Entries for labeling bounding boxes

>> start

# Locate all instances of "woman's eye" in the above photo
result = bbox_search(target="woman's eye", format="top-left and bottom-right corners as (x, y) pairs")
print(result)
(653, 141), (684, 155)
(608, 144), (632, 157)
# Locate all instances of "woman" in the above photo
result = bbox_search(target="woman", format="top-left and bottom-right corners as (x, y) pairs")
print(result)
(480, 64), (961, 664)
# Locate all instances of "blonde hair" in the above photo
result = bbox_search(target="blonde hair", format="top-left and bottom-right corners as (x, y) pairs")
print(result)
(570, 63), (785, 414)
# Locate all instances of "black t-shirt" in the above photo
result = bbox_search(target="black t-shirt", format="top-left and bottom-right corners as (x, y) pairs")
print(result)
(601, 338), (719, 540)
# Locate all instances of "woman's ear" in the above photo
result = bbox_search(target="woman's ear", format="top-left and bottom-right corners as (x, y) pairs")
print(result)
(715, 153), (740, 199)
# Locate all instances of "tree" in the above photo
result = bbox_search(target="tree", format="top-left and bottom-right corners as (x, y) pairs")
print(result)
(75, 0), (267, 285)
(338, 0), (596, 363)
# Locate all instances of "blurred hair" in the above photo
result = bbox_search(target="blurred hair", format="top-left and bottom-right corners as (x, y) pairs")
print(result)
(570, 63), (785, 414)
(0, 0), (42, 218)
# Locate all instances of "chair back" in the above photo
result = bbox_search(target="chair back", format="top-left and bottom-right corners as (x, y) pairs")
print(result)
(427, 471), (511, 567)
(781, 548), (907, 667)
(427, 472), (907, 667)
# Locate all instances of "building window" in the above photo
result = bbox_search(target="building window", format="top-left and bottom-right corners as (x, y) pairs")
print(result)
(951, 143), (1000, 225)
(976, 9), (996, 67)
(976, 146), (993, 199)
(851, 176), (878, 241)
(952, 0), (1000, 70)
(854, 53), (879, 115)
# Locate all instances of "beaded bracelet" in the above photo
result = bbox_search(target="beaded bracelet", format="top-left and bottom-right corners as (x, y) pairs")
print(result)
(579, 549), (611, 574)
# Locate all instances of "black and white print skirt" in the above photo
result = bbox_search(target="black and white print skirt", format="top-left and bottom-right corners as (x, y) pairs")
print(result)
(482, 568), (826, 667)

>> end

Your goal
Pick out every line of the records above that contains the string "skirt", and copy each one. Case counts.

Result of this exercise
# Locate all instances of "black and white print skirt" in the above photo
result = bbox_search(target="black and white print skirt", format="top-left and bottom-right corners as (x, y) pairs")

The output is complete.